## Data records

*** Block opens ***

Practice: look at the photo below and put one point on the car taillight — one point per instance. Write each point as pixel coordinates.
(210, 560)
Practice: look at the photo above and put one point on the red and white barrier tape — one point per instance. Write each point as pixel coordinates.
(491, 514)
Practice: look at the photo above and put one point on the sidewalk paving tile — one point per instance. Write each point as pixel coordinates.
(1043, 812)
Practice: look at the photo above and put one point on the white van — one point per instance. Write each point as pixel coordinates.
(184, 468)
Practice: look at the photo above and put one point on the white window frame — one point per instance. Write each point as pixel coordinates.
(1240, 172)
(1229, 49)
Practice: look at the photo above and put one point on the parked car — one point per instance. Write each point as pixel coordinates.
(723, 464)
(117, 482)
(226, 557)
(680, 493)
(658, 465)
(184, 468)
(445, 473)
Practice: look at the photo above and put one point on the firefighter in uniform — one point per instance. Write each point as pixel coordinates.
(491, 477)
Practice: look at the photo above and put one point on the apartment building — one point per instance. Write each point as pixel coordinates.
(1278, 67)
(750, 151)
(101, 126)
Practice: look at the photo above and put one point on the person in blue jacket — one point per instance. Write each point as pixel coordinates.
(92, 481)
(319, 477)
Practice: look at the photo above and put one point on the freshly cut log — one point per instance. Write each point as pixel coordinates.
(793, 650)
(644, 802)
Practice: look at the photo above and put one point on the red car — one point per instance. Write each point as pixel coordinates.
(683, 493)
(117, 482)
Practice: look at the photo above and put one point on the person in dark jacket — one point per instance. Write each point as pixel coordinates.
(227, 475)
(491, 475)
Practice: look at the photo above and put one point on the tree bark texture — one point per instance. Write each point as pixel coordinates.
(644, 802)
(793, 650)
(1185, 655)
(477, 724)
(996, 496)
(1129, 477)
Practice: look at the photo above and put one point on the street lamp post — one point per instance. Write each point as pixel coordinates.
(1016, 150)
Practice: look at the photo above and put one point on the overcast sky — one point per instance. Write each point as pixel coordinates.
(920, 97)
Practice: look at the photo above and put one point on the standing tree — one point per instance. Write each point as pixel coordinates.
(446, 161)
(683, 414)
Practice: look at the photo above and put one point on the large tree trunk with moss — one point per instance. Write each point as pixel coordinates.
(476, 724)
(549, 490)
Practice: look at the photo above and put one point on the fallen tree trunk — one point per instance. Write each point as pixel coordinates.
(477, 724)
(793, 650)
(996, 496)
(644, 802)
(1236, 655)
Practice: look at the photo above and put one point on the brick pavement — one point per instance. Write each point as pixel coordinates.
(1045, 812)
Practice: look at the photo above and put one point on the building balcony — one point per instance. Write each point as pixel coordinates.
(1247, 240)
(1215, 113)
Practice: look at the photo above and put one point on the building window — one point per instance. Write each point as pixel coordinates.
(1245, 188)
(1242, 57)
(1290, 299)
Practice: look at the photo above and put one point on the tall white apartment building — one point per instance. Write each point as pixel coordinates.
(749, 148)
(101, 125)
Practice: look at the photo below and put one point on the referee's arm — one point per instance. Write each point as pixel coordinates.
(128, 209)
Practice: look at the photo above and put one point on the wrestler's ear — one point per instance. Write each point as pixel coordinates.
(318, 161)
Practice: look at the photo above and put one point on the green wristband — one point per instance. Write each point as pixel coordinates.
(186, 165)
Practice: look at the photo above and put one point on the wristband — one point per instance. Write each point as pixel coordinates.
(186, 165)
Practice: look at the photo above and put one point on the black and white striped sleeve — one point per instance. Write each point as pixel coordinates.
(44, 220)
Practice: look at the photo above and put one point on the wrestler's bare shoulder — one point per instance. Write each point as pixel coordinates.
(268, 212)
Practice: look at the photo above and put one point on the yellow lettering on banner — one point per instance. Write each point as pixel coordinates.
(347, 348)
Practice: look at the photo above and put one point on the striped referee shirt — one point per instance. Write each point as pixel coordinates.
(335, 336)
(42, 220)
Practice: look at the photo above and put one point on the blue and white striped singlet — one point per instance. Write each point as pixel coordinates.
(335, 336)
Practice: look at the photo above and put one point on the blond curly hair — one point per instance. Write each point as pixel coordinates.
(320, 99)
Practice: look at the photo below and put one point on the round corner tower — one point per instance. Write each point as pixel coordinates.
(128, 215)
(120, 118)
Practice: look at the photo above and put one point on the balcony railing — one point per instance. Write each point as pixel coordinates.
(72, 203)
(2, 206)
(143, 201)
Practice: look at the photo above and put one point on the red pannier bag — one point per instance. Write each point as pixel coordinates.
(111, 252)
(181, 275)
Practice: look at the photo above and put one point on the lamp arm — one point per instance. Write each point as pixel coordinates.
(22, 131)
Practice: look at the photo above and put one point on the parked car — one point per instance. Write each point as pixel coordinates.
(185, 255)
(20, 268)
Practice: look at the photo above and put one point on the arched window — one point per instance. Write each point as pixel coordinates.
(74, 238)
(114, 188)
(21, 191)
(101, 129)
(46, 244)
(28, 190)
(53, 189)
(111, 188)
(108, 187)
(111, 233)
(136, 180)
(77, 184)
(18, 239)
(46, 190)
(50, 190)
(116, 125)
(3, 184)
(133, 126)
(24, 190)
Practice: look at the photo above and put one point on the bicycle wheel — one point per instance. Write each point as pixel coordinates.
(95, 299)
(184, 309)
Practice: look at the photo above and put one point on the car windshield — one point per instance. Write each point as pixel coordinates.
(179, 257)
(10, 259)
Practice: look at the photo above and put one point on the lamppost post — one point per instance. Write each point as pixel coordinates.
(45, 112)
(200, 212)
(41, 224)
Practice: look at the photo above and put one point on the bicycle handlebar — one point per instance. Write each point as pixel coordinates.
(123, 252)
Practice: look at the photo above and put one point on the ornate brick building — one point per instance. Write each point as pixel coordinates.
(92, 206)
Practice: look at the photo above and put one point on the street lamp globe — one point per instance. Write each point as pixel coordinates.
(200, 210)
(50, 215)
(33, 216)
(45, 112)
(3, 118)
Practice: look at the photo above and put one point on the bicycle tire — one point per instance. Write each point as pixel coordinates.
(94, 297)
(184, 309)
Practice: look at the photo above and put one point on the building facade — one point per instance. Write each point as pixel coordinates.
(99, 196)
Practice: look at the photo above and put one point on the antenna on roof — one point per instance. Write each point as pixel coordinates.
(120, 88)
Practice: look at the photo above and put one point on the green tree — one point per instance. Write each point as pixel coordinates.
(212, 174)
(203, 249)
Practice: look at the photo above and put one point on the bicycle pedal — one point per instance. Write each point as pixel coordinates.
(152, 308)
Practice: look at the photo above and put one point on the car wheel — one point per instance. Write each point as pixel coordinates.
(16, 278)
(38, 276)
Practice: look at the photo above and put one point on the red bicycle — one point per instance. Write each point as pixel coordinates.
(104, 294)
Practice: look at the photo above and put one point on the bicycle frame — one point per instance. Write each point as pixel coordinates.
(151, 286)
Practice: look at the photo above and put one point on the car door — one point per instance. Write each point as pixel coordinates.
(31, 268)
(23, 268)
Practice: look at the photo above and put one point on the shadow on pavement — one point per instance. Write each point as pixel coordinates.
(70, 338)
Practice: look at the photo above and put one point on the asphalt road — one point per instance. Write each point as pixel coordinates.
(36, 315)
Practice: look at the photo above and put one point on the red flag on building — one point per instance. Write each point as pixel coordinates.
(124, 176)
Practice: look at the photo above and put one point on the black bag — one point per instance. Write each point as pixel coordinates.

*** Block closes ***

## EXERCISE
Each line above needs to be output again, exactly as shown.

## WRITTEN ANSWER
Practice: look at the photo below and put one point on the car taillight — one point per instance. Write each point as pixel coordinates.
(210, 560)
Practice: look at the photo above and put one point on the red and white barrier tape — one point per instance. Write each point as pixel coordinates.
(491, 514)
Practice: look at the photo above and put one point on the sidewalk paving tile — one point per instance. Write each point as pixel coordinates.
(1043, 812)
Practice: look at the photo above and put one point on the white van — one point per instance. Write each point as pixel coordinates.
(184, 468)
Practice: look at the photo above and put one point on the white window frame — one point per instance. Write each point as pixel coordinates.
(1240, 172)
(1229, 49)
Practice: look at the photo above and put one point on the parked car — one point per instance. Write each point as pixel coordinates.
(723, 464)
(117, 482)
(226, 557)
(680, 493)
(658, 465)
(184, 468)
(445, 473)
Practice: look at the photo above and put one point on the firefighter in uniform — one point per instance. Write each point as pixel coordinates.
(491, 477)
Practice: look at the photo above and put one point on the apartment building — one point per instance. Write each point as pixel coordinates.
(1278, 67)
(750, 151)
(101, 126)
Practice: look at the photo above and put one point on the person in blue jacket — one point per instance. Write each point as pixel coordinates.
(92, 481)
(319, 477)
Practice: look at the photo above and put one point on the freshly cut log — one point per instance. Write each point as pixel coordinates.
(793, 650)
(644, 802)
Practice: look at the photo above and put one point on the red car — one point per instance. Write each point as pixel coordinates.
(683, 493)
(117, 482)
Practice: look at the photo above and put one point on the person in dark jacket — one point per instance. Write each point as pixel coordinates.
(227, 475)
(491, 475)
Practice: look at the photo above and put one point on the tree bark texture — one point per instance. Write each point as pixel coordinates.
(644, 802)
(793, 650)
(1185, 655)
(477, 724)
(996, 496)
(1129, 477)
Practice: look at the photo above and put one point on the street lamp post — one point per instance. Write each point as pixel coordinates.
(1016, 150)
Practice: look at the photo above and put one point on the overcast sky — one point per instance. Write each point as pixel coordinates.
(920, 97)
Practice: look at the photo above and put one point on the standing tree — one point per instance. Write each point as pixel coordinates.
(446, 161)
(683, 414)
Practice: look at the photo above and put one point on the large tree trunk with moss — one point per instance. Write each point as pixel coordinates.
(476, 724)
(549, 490)
Practice: look at the photo above and put one point on the fallen tree trunk — one point per instance. Write each point as pixel coordinates.
(477, 724)
(793, 650)
(996, 496)
(644, 802)
(1236, 655)
Practice: look at the photo above and put one point on the brick pavement — one point per instance. Write each point as pixel coordinates.
(1045, 812)
Practice: look at the photo above and put one point on the building balcony — one point per instance. Write each point as pixel coordinates.
(1247, 240)
(1215, 113)
Practice: look at the photo above and put one point on the building window — one point per instance. Write each point as pixel coordinates.
(1245, 188)
(1242, 57)
(1290, 299)
Practice: look at the photo above and put one point on the tall white apartment building — one point per instance. Write each point as pixel coordinates.
(749, 148)
(101, 125)
Practice: look at the photo below and put one point on the referee's arm — one point per instance. Write each point as pixel coordinates.
(128, 209)
Practice: look at the photo above and put one point on the wrestler's ear — one point per instance. Write each point as pixel coordinates.
(318, 161)
Practice: look at the photo above and put one point on the green wristband — one point per instance. Write each point as pixel coordinates.
(186, 165)
Practice: look at the photo above and put one point on the wristband — one point per instance. Write each point as pixel coordinates.
(186, 165)
Practice: look at the photo above and put one point on the black and white striped sleeve — one point per instance. Write each point as pixel coordinates.
(44, 220)
Practice: look at the photo above and put one point on the wrestler's bare shoulder — one point per instance. Write each point as pixel coordinates.
(268, 212)
Practice: look at the photo above and put one point on the yellow lettering on banner — one point per instance. Write each point as pixel coordinates.
(347, 348)
Practice: look at the photo above and put one point on the striped referee shirt — one point per instance. Write each point as pixel coordinates.
(335, 336)
(42, 220)
Practice: look at the photo above and put one point on the blue and white striped singlet — one point per instance. Write each point as pixel coordinates.
(335, 336)
Practice: look at the photo above and put one point on the blond curly hair — one point per instance. Write each point as pixel coordinates.
(320, 99)
Practice: look at the photo below and put one point on the round corner tower — one point per instance. Write each point as pixel coordinates.
(128, 215)
(120, 118)
Practice: look at the photo above and put one point on the balcony railing — one point per instance. Write each point as pixel coordinates.
(72, 203)
(2, 206)
(143, 201)
Practice: look at the photo above and put one point on the red pannier bag — one point per instance. Write each point as pixel coordinates.
(111, 252)
(181, 275)
Practice: look at the photo above and put one point on the lamp arm — one point per instance. Write each point as pixel coordinates.
(22, 131)
Practice: look at the photo above and put one point on the parked car — one point per instance. Write each point as pixel coordinates.
(185, 255)
(20, 268)
Practice: look at the photo above and put one point on the arched window — one point per instance. Write each point as pixel coordinates.
(74, 238)
(114, 188)
(21, 191)
(101, 129)
(46, 244)
(28, 190)
(53, 189)
(111, 188)
(108, 187)
(111, 233)
(136, 180)
(77, 184)
(18, 239)
(46, 190)
(50, 190)
(116, 125)
(3, 184)
(133, 126)
(24, 190)
Practice: look at the photo above and put one point on the bicycle wheel — one point per instance. Write each point as pixel coordinates.
(95, 299)
(184, 309)
Practice: look at the photo above and put one point on the car windshield — one point per instance. Write each point as pixel coordinates.
(179, 257)
(10, 259)
Practice: look at the photo above and put one point on the lamppost post — one point per instance. Write each point as pixel coordinates.
(45, 112)
(200, 212)
(41, 224)
Practice: look at the photo above and put one point on the bicycle handlebar — one point per instance. Write each point as pixel coordinates.
(123, 252)
Practice: look at the photo above and put one point on the ornate brick building — one point per instance. Write each point as pixel coordinates.
(92, 206)
Practice: look at the photo above and put one point on the street lamp globe — one point per instance. Write each point as pixel coordinates.
(200, 210)
(50, 215)
(33, 216)
(45, 112)
(3, 118)
Practice: look at the photo above and put one point on the bicycle tire — one point per instance. Write each point as pixel coordinates.
(94, 297)
(184, 309)
Practice: look at the photo above and put one point on the building facade — one point per instance. Write each point as pixel coordinates.
(99, 196)
Practice: look at the photo above and put one point on the antenna on roof — one point per instance. Write each point as pixel coordinates.
(120, 88)
Practice: look at the photo above and put one point on the green tree — one point per instance. Write each point as pixel coordinates.
(212, 174)
(203, 249)
Practice: look at the photo above and put one point on the bicycle pedal — one point per instance. Write each point as pixel coordinates.
(152, 308)
Practice: look at the photo above and put one point on the car wheel — one point per instance. Write each point as pixel coordinates.
(16, 278)
(38, 276)
Practice: look at the photo above and put one point on the red bicycle — one point per instance. Write each point as pixel coordinates.
(104, 294)
Practice: look at the photo above and put one point on the bicycle frame — one point per instance. Write each point as pixel coordinates.
(151, 286)
Practice: look at the photo above and put one point on the car door — one point per instance. Write each point as pixel coordinates.
(31, 268)
(23, 268)
Practice: look at the photo above and put one point on the shadow on pavement — one point per instance. Write each point as pixel coordinates.
(70, 338)
Practice: look at the photo above and put one point on the asphalt road — one point per instance. Write each point as pixel coordinates.
(36, 315)
Practice: look at the photo above and put one point on the red flag on building — one point per instance. Write each point as pixel coordinates.
(124, 176)
Practice: look at the photo above and put one point on the black bag — one point per instance. Write each point as pixel coordinates.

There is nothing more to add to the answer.